● YOUR INSTRUCTIONS: Once you have checked the records that follow, state how many of their lines hold "side", giving the number only.

(MATERIALS PROVIDED Opens)

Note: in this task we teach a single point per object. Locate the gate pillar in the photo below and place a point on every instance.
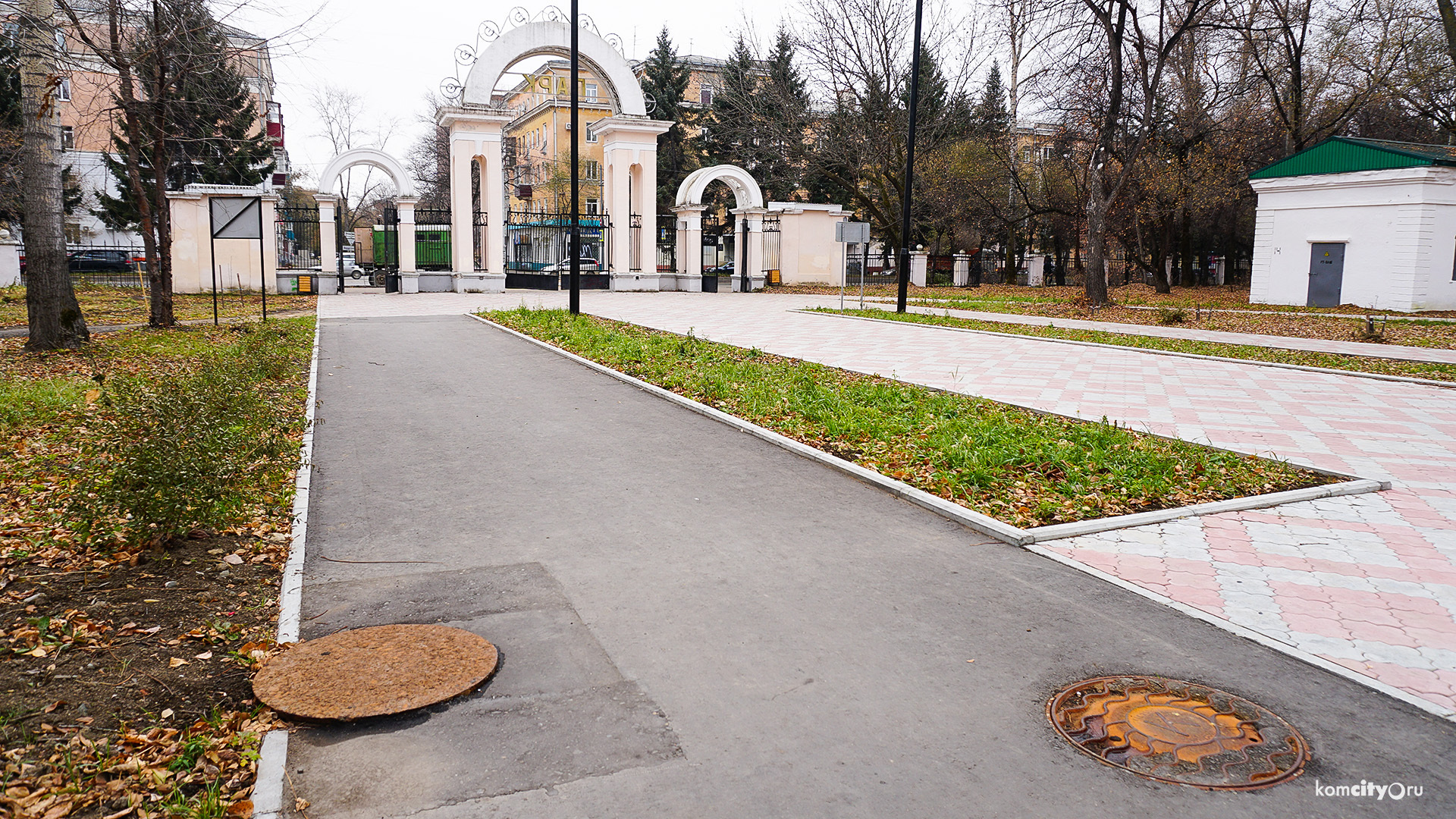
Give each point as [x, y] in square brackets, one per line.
[328, 249]
[408, 276]
[475, 137]
[689, 248]
[629, 142]
[748, 248]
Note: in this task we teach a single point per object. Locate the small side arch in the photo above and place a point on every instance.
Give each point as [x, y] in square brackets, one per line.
[403, 184]
[745, 188]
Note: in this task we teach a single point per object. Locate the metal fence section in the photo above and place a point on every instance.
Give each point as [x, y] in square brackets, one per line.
[296, 231]
[538, 249]
[772, 232]
[666, 242]
[635, 243]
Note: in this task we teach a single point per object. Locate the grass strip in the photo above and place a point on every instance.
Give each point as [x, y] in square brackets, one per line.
[1245, 352]
[1017, 465]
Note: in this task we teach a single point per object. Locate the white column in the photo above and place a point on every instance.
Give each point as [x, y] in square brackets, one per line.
[462, 248]
[689, 248]
[919, 265]
[329, 253]
[408, 276]
[620, 209]
[494, 203]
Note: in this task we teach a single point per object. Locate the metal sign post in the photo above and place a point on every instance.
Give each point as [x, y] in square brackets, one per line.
[851, 234]
[237, 218]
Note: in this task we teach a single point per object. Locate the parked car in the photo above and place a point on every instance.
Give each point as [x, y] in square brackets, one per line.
[102, 261]
[564, 265]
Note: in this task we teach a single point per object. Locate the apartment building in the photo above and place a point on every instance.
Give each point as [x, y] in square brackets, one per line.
[85, 102]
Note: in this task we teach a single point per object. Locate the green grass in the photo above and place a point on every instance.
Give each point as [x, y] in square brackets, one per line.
[36, 401]
[1021, 466]
[1245, 352]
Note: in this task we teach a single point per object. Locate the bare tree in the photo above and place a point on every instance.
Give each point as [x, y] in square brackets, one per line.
[55, 315]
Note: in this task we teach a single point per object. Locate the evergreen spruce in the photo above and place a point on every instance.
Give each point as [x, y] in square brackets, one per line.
[666, 80]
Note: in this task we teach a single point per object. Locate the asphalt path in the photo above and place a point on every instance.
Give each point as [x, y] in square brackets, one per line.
[695, 623]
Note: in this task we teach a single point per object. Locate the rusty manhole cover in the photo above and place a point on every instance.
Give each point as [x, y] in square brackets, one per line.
[367, 672]
[1178, 732]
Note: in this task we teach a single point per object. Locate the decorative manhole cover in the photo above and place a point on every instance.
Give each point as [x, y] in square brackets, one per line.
[367, 672]
[1178, 732]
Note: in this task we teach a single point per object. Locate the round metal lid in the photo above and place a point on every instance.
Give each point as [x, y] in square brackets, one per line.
[1178, 732]
[376, 670]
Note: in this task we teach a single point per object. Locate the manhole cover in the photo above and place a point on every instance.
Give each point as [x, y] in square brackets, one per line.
[367, 672]
[1178, 732]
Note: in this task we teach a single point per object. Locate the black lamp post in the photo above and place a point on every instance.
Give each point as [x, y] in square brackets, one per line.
[905, 205]
[576, 219]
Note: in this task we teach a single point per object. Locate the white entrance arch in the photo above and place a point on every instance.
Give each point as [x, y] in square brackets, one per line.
[628, 158]
[747, 224]
[405, 202]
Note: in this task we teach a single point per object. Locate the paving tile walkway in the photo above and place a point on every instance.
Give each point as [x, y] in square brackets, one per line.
[1394, 352]
[1367, 582]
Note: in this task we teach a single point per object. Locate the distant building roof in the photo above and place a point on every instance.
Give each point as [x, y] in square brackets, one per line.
[1343, 155]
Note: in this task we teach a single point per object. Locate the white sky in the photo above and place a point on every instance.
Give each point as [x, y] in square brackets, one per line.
[392, 53]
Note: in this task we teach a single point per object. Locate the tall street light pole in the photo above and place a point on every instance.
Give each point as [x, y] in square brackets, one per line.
[905, 197]
[576, 181]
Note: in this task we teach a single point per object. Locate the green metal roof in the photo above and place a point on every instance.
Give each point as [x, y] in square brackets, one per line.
[1343, 155]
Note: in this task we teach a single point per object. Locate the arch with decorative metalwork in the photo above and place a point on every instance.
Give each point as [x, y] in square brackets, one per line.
[554, 38]
[745, 187]
[403, 184]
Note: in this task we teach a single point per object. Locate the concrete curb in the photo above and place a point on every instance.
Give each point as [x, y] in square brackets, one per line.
[273, 757]
[971, 519]
[1027, 538]
[1302, 368]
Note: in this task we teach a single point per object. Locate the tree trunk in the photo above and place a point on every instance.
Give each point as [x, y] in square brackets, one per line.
[50, 299]
[1095, 279]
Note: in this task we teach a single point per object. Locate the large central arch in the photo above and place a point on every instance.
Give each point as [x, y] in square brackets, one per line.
[628, 156]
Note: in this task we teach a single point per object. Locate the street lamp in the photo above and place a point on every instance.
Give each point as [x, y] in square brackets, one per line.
[574, 302]
[905, 209]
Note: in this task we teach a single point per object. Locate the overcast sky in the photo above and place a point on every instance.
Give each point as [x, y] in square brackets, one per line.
[392, 53]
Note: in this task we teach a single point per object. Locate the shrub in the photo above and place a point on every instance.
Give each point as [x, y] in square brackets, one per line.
[196, 450]
[1171, 315]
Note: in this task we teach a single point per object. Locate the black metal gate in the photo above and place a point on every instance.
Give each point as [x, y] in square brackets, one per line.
[718, 238]
[538, 251]
[666, 242]
[770, 249]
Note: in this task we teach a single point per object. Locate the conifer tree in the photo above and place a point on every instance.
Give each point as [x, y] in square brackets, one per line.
[666, 80]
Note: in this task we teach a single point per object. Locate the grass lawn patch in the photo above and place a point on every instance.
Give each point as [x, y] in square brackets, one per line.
[1245, 352]
[1015, 465]
[105, 306]
[146, 487]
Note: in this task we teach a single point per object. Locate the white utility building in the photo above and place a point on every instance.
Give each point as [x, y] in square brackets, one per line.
[1357, 222]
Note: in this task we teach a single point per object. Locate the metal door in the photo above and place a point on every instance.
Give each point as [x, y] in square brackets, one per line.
[1327, 271]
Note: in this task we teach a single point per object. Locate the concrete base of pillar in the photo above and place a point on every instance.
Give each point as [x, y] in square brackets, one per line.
[755, 283]
[637, 281]
[479, 281]
[436, 281]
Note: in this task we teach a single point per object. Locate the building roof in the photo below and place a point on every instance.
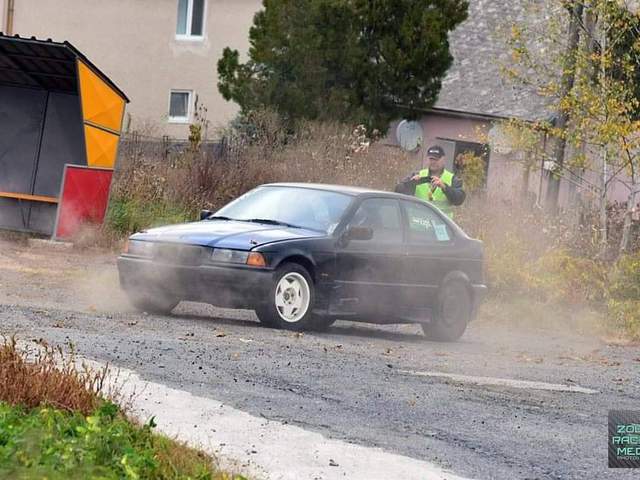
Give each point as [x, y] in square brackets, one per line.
[474, 83]
[43, 64]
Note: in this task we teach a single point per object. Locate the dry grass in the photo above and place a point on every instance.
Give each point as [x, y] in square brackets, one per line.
[148, 187]
[45, 376]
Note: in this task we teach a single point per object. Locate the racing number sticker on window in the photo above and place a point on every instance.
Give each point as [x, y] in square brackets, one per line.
[441, 232]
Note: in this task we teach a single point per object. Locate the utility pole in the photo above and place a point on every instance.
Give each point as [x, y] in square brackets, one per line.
[568, 77]
[9, 14]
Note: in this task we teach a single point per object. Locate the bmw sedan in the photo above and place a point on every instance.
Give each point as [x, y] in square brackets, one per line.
[305, 255]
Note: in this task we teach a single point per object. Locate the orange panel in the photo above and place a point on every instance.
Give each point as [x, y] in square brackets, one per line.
[102, 147]
[100, 103]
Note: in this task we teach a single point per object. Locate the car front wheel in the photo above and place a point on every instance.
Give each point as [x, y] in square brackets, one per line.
[453, 313]
[291, 298]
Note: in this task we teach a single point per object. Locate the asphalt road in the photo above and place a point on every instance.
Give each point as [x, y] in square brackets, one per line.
[373, 386]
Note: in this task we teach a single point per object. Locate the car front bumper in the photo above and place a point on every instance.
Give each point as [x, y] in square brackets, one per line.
[232, 286]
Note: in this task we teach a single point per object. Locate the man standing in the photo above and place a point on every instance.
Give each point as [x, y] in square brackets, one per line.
[435, 184]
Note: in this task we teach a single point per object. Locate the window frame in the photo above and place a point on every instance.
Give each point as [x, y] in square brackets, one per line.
[181, 120]
[188, 36]
[354, 209]
[404, 205]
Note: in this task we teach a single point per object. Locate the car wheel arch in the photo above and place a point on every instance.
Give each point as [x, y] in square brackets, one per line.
[302, 261]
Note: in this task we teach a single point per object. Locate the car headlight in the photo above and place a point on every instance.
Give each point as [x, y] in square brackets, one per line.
[254, 259]
[229, 256]
[140, 248]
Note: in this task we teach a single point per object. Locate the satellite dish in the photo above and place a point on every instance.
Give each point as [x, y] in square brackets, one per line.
[498, 140]
[409, 135]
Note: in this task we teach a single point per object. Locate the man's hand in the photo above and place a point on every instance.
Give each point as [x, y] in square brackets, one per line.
[437, 183]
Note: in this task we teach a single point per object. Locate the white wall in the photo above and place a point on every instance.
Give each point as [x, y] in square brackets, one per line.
[133, 42]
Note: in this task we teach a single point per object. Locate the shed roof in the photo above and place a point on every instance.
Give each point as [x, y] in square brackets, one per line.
[43, 64]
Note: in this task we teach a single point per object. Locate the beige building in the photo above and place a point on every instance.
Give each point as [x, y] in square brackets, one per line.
[162, 53]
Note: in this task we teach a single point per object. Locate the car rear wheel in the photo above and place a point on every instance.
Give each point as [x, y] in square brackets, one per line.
[290, 301]
[453, 313]
[153, 303]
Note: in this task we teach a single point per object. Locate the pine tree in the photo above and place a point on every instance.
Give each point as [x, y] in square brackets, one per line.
[363, 61]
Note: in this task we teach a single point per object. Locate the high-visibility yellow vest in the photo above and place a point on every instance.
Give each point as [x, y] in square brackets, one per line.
[437, 197]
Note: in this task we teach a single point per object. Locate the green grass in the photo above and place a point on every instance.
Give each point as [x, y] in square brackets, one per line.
[126, 216]
[52, 444]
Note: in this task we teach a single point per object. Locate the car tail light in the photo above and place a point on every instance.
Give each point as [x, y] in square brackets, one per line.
[256, 259]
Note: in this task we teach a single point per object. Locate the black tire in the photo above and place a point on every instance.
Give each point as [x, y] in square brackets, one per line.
[452, 314]
[270, 315]
[153, 303]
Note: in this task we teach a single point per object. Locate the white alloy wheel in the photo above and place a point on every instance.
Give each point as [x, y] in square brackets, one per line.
[292, 297]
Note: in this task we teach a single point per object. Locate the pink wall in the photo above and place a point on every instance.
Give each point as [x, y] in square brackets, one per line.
[504, 179]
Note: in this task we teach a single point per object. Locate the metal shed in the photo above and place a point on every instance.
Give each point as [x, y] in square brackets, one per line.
[56, 108]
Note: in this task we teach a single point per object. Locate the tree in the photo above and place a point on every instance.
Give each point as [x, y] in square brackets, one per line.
[362, 61]
[601, 102]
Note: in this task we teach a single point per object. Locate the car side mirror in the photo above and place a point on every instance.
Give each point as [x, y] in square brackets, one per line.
[359, 233]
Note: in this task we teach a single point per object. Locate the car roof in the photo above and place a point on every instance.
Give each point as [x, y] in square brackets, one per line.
[344, 189]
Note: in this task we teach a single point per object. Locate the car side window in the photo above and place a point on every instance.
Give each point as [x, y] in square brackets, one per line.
[383, 216]
[425, 225]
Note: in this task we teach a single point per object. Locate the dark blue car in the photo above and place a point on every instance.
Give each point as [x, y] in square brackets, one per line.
[305, 255]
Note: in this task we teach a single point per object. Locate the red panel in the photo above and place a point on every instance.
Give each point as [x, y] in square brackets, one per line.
[84, 198]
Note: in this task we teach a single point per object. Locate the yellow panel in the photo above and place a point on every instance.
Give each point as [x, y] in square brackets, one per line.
[100, 103]
[102, 147]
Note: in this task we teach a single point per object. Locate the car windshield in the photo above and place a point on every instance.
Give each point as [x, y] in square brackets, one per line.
[292, 206]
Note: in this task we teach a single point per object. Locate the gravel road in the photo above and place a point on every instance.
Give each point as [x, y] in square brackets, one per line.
[373, 386]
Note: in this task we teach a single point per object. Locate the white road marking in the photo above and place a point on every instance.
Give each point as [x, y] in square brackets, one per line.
[503, 382]
[261, 448]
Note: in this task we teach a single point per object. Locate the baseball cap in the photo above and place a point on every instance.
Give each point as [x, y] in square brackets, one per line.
[435, 151]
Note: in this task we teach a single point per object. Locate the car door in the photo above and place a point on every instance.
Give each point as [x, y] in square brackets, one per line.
[369, 272]
[430, 247]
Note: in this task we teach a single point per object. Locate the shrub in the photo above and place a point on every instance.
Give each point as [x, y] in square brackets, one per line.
[44, 376]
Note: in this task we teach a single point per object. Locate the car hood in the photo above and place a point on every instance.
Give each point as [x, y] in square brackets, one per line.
[225, 234]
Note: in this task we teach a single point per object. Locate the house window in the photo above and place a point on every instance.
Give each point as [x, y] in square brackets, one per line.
[180, 106]
[190, 24]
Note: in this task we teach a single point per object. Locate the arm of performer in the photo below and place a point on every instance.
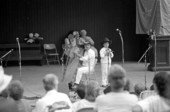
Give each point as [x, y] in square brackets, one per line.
[87, 57]
[111, 53]
[102, 53]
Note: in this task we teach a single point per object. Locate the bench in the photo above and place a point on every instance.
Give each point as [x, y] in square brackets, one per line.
[29, 52]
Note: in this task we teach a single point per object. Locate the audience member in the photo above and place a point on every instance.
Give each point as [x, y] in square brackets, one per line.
[146, 93]
[160, 102]
[53, 100]
[91, 92]
[7, 104]
[126, 88]
[16, 91]
[138, 88]
[117, 100]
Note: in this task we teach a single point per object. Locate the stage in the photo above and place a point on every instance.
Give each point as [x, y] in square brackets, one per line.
[31, 76]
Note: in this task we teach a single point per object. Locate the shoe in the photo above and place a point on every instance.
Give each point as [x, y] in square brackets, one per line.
[70, 86]
[103, 86]
[75, 87]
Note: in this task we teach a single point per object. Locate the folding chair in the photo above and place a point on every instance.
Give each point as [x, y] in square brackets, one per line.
[51, 54]
[86, 110]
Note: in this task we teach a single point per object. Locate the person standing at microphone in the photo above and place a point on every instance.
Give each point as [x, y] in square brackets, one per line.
[106, 56]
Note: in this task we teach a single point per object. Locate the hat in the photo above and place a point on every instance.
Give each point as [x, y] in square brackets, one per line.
[107, 40]
[4, 79]
[88, 40]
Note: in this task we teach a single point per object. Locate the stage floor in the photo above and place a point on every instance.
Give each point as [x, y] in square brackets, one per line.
[31, 76]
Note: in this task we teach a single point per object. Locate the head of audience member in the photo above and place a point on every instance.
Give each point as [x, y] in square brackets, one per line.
[138, 88]
[161, 83]
[16, 90]
[50, 82]
[83, 33]
[151, 87]
[81, 91]
[127, 85]
[36, 35]
[31, 35]
[92, 91]
[87, 45]
[4, 81]
[117, 78]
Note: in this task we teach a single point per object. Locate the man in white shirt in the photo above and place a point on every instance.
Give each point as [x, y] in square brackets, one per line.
[160, 102]
[117, 100]
[88, 62]
[53, 100]
[106, 56]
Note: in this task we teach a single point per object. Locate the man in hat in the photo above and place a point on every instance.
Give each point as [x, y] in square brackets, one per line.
[118, 100]
[53, 100]
[88, 61]
[6, 104]
[106, 55]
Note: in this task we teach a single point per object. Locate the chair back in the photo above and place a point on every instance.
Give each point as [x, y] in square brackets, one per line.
[86, 110]
[49, 46]
[147, 93]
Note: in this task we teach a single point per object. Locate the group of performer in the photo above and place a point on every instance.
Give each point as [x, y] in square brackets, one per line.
[82, 57]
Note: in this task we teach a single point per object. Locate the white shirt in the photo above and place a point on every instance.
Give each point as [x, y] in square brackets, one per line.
[88, 58]
[116, 102]
[155, 104]
[104, 57]
[49, 99]
[82, 104]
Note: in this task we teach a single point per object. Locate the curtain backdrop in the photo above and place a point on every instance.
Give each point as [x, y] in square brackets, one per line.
[147, 16]
[165, 17]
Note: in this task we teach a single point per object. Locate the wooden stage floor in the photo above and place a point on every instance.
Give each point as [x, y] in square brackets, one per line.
[31, 76]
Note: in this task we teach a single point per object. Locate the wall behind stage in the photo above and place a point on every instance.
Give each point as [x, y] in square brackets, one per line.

(MATERIALS PROVIDED Closes)

● TASK SOLUTION: 3